The canonical view volume is a cube with its extreme points at \([-1, -1, -1]\) and \([1, 1, 1]\), coordinates in this view volume are called normalized device coordinates (NDC), the objective of this step is to build a transformation matrix so that a region of space we want to render called the view volume is mapped to the canonical view volume

\[ \mathbf{v}_{ndc} = \mathbf{M}_{proj} \mathbf{v}_{view} \]

Some points expressed in view space won't be part of the view volume and will be discarded after the transformation, this process is called clipping (we only need to check if any coordinate of a point is outside the range \([-1, 1]\) to discard it)

Later it'll be seen that both transformations imply division and a neat trick is the use of projective geometry to avoid division, any point that has the form \((\alpha x, \alpha y, \alpha z, 1)\) can be represented as \((x, y, z, \tfrac{1}{\alpha})\) in homogeneous coordinates, so we can introduce an intermediate step which transforms the points to clip coordinates and then to normalized device coordinates by doing a division with the \(w\)-coordinate \(\tfrac{1}{1/\alpha} = \alpha\)

\[ \mathbf{v}_{clip} = \mathbf{M}_{proj} \mathbf{v}_{view} \\ \mathbf{v}_{ndc} = \alpha \mathbf{v}_{clip} \]

Orthographic projection

An orthographic projection matrix is built with 6 parameters

  • left, right: planes in the \(x\)-axis
  • bottom, top: planes in the \(y\)-axis
  • near, far: planes in the \(z\)-axis

These parameters bound the view volume which is an axis-aligned bounding box

orthographic projection

Since the mapping of the range \([l, r]\) to the range \([-1, 1]\) is linear we can use the equation of the line \(y = mx + b\) and find the values of \(m\) and \(b\) however we can intuitively get a similar equation by creating a function \(f(x)\) so that \(f(0) = -1\) and \(f(1) = 1\), we can create a nested function \(g(x)\) so that \(g(l) = 0\) and \(g(r) = 1\) (note that \([l, r]\) is the input range) then \(f(x)\) has the form

\[ f(x) = -1 + 2 \; g(x) \]

If \(x \in [a, b], g(x) \in [0, 1]\) then its value is

\[ g(x) = \frac{x - l}{r - l} \]

Finally \(f(x)\) has the form

\[ \begin{align} f(x) &= -1 + 2 \frac{x - l}{r - l} \nonumber \\ &= \frac{l - r}{r - l} + \frac{2}{r - l}x - \frac{2l}{r - l} \nonumber \\ &= \frac{2}{r - l}x + \frac{-l - r}{r - l} \nonumber \\ &= \frac{2}{r - l}x - \frac{r + l}{r - l} \label{linear-mapping} \end{align} \]

Using \eqref{linear-mapping} to transform the \(x\)- and \(y\)-coordinates of a vector expressed in view space to clip space

\[ x_{clip} = \frac{2}{r - l}x_{view} - \frac{r + l}{r - l} \]

\[ y_{clip} = \frac{2}{t - b}y_{view} - \frac{t + b}{t - b} \]

The \(z_c\) value will be different from the ones above since we're mapping \([-n, -f] \Rightarrow [-1, 1]\)

Data records:
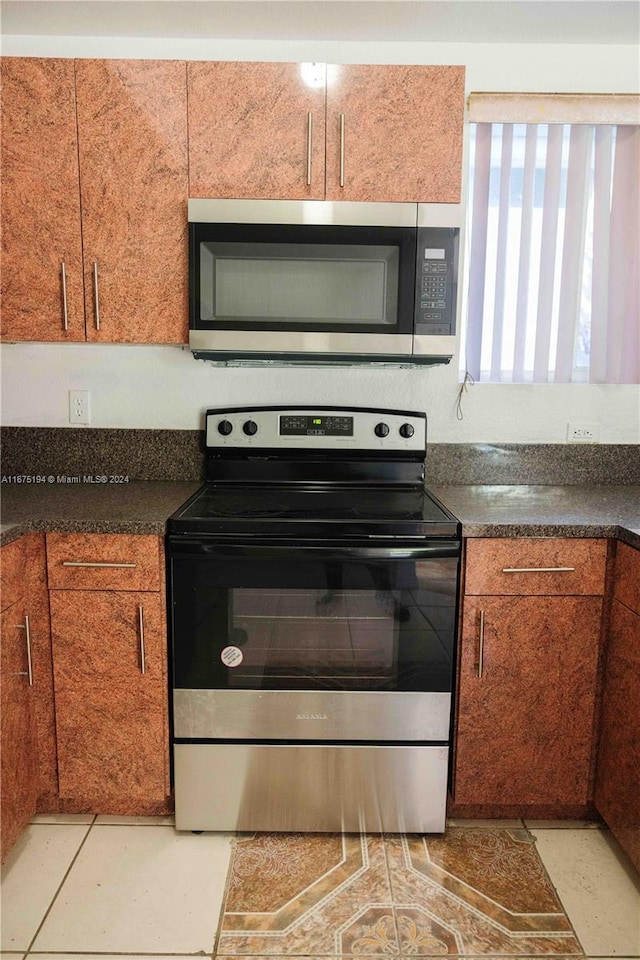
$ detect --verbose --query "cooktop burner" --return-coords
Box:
[171,484,457,536]
[169,407,459,538]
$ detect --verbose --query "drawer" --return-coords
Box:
[465,537,607,597]
[47,533,161,592]
[0,537,25,610]
[613,543,640,614]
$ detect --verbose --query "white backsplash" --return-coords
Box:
[2,343,640,443]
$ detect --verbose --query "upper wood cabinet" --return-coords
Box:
[76,60,187,343]
[326,64,464,203]
[187,62,325,200]
[2,57,188,343]
[1,57,85,341]
[188,63,464,203]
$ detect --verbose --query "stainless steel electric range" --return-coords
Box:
[167,406,460,833]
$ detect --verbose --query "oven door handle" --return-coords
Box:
[169,539,460,561]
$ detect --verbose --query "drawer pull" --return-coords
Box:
[16,616,33,687]
[60,260,69,332]
[307,113,313,187]
[62,560,136,569]
[93,260,100,330]
[138,606,145,673]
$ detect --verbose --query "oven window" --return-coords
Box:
[173,559,457,691]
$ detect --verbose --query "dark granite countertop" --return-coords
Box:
[429,484,640,547]
[0,480,640,547]
[0,480,201,545]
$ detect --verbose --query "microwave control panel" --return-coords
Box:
[415,227,460,336]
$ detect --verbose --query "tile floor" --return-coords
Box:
[0,815,640,960]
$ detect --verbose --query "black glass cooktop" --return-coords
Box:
[169,484,458,536]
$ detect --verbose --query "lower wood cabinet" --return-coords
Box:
[454,597,602,806]
[51,591,167,813]
[0,541,39,860]
[47,534,169,814]
[595,544,640,870]
[453,538,607,816]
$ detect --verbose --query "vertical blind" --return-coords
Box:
[462,95,640,383]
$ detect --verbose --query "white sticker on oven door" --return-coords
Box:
[220,647,244,667]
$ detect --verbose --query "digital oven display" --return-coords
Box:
[280,415,353,437]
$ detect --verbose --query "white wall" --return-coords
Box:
[2,37,640,443]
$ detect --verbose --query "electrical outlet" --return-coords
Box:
[567,420,600,443]
[69,390,91,424]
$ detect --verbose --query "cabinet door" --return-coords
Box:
[454,597,602,805]
[76,60,187,343]
[0,601,38,860]
[326,64,464,203]
[50,591,168,813]
[188,62,325,200]
[1,57,85,340]
[24,533,59,812]
[595,600,640,870]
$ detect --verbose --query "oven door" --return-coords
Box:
[168,535,460,743]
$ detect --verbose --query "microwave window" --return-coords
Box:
[200,243,400,326]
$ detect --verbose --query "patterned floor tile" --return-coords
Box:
[216,834,399,960]
[385,828,583,960]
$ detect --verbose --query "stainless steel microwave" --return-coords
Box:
[189,199,459,365]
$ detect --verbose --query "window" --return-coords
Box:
[461,95,640,383]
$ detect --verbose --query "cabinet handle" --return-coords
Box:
[138,606,145,673]
[307,112,313,187]
[16,616,33,687]
[60,260,69,332]
[93,260,100,330]
[62,560,136,569]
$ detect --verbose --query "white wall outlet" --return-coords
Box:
[69,390,91,424]
[567,420,600,443]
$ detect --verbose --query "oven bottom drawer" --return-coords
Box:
[174,743,449,833]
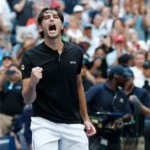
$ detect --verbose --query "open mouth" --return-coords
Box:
[49,24,56,33]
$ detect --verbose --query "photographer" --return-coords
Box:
[86,66,131,150]
[86,66,131,150]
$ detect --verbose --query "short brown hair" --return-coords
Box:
[37,7,64,38]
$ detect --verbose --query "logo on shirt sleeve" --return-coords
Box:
[21,65,25,70]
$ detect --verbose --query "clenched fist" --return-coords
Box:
[30,67,43,86]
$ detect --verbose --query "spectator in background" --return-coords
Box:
[13,0,33,26]
[131,51,145,88]
[89,47,108,79]
[73,5,89,28]
[106,35,128,66]
[127,32,148,53]
[118,54,133,67]
[83,24,100,61]
[112,5,120,20]
[0,64,24,117]
[112,19,126,36]
[143,61,150,92]
[66,15,83,43]
[92,14,103,38]
[100,7,113,36]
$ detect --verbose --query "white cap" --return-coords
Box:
[73,5,84,12]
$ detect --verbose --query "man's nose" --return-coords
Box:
[50,17,54,22]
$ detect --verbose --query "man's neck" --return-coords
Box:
[44,36,64,52]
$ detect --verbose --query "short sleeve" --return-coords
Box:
[21,53,33,80]
[77,50,83,74]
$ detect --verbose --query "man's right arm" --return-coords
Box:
[22,67,43,104]
[22,78,36,105]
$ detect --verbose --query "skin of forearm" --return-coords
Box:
[22,79,36,105]
[78,77,89,121]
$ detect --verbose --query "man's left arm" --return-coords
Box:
[77,74,96,136]
[122,95,132,122]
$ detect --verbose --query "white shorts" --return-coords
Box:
[31,117,89,150]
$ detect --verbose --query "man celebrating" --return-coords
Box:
[21,7,96,150]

Set problem 1: List the parameters that the text on projection matrices says an orthographic projection matrix is built with.
Set problem 2: Pick up the text on projection matrices right after its final sentence and carry it on.
The entries are separate material from the text on projection matrices.

Response 1: left, right, bottom, top, near, far

Response 2:
\[ \begin{align*} z_{clip} &= \frac{2}{-f - (-n)}z_{view} - \frac{-f + (-n)}{-f - (-n)} \\ &= \frac{2}{-f + n}z_{view} - \frac{-f - n}{-f + n} \\ &= -\frac{2}{f - n}z_{view} + \frac{-f - n}{f - n} \\ &= -\frac{2}{f - n}z_{view} - \frac{f + n}{f - n} \end{align*} \]

The \(w\) is left untouched since the projection doesn't imply division, the general orthographic projection matrix is

\[ \begin{equation} \label{orthographic-projection} \mathbf{M}_{proj} = \begin{bmatrix} \tfrac{2}{r - l} & 0 & 0 & -\tfrac{r + l}{r - l} \\ 0 & \tfrac{2}{t - b} & 0 & -\tfrac{t + b}{t - b} \\ 0 & 0 & -\tfrac{2}{f - n} & -\tfrac{f + n}{f - n} \\ 0 & 0 & 0 & 1 \end{bmatrix} \end{equation} \]

The transformation matrix from view space to clip space is

\[ \begin{align*} \mathbf{v}_{clip} &= \mathbf{M}_{proj} \mathbf{v}_{view} \\ \begin{bmatrix} x_{clip} \\ y_{clip} \\ z_{clip} \\ w_{clip} \end{bmatrix} &= \begin{bmatrix} \tfrac{2}{r - l} & 0 & 0 & -\tfrac{r + l}{r - l} \\ 0 & \tfrac{2}{t - b} & 0 & -\tfrac{t + b}{t - b} \\ 0 & 0 & -\tfrac{2}{f - n} & -\tfrac{f + n}{f - n} \\ 0 & 0 & 0 & 1 \end{bmatrix} \begin{bmatrix} x_{view} \\ y_{view} \\ z_{view} \\ w_{view} \end{bmatrix} \end{align*} \]

Finally note that \(w_{clip}\) will always have the value of \(w_{view} = 1\), therefore the transformation to NDC will not modify the coordinates

\[ \begin{bmatrix} x_{ndc} \\ y_{ndc} \\ z_{ndc} \end{bmatrix} = \begin{bmatrix} x_{view}/1 \\ y_{view}/1 \\ z_{view}/1 \end{bmatrix} \]

Building the matrix using combined transformations

A simpler way to think about this orthographic projection transformation is by splitting it in three steps

  • translation of the bottom left near corner to the origin i.e. \([l, b, -n] \rightarrow [0, 0, 0]\)
  • scale it to be a 2-unit length cube
  • translation of the bottom left corner from the origin i.e. \([0, 0, 0] \rightarrow [-1, -1, -1]\)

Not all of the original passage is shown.